Vision du monde : la justesse intérieure

Conditions de vie : le monde est un ensemble de systèmes complexes inter-reliés, et dont il faut assurer la viabilité. L’humanité est un système ouvert et sa survie dépend donc de celle de toute vie. Pour bien vivre dans un monde marqué par le changement et l’incertitude, il est vain de vouloir contrôler la vie en lui imposant une direction. Il convient de lâcher prise et d’être attentif à la vie qui demande à vivre à travers nous. L’objectif de la vie s’inscrit dans le cadre de principes personnels, pour mettre en œuvre son indépendance et une affirmation de soi, travailler à devenir ce qu’on est, réaliser ce pour quoi ils sont faits.

Thème : Exprimer le soi, mais jamais aux dépend des autres, pour que toute vie puisse continuer de manière naturelle et fonctionnelle.

——

### Exercices:
A. Présentez sous forme de liste les idées principales du paragraphe de l'article sur la justesse intérieure qui commence par « Conditions de vie : le monde est ».
B. Reprenez l'article sur la justesse intérieure à la suite de sa dernière phrase.

### Données sources:

——

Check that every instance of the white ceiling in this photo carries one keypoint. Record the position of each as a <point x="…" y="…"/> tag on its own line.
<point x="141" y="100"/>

——

### Corrigé:
A.
- Le monde est un ensemble de systèmes complexes inter-reliés, dont il faut assurer la viabilité.
- L'humanité est un système ouvert : sa survie dépend de celle de toute vie.
- Dans un monde marqué par le changement et l'incertitude, il est vain de vouloir contrôler la vie en lui imposant une direction.
- Il convient de lâcher prise et d'être attentif à la vie qui demande à vivre à travers nous.
- L'objectif de la vie s'inscrit dans le cadre de principes personnels : indépendance, affirmation de soi, travail pour devenir ce qu'on est.

B.
Pensée et développement cognitif : systémique et globalité

Le monde est perçu comme un déploiement progressif de notre vraie nature tant personnelle que collective. Et certains modes de pensée vont nous y aider :

La pensée paradoxale : La révolution cognitive du stade Jaune est celle de la pensée paradoxale. Le monde peut être perçu à deux niveaux : celui superficiel de la forme dans lequel existe bien des vérités opposés (Ou bien A , ou bien B, chaud ou froid, solide ou liquide…etc) et le monde dans lequel les opposés peuvent coexister simultanément et se complètent (le yin et le yang, la vie et la mort, le masculin et le féminin, le mental et le corps, la lumière et l’ombre, la liberté et la responsabilité, vie personnelle et vie privée, l’égo et l’âme, l’égoïsme et la générosité. Nous cherchons à réunir ces différents aspects de notre expérience pour être entier dans la relation à autrui. Au stade Jaune, nous sommes capables de dépasser les oppositions binaires et de les intégrer au sein d’une vérité supérieure du non-jugement.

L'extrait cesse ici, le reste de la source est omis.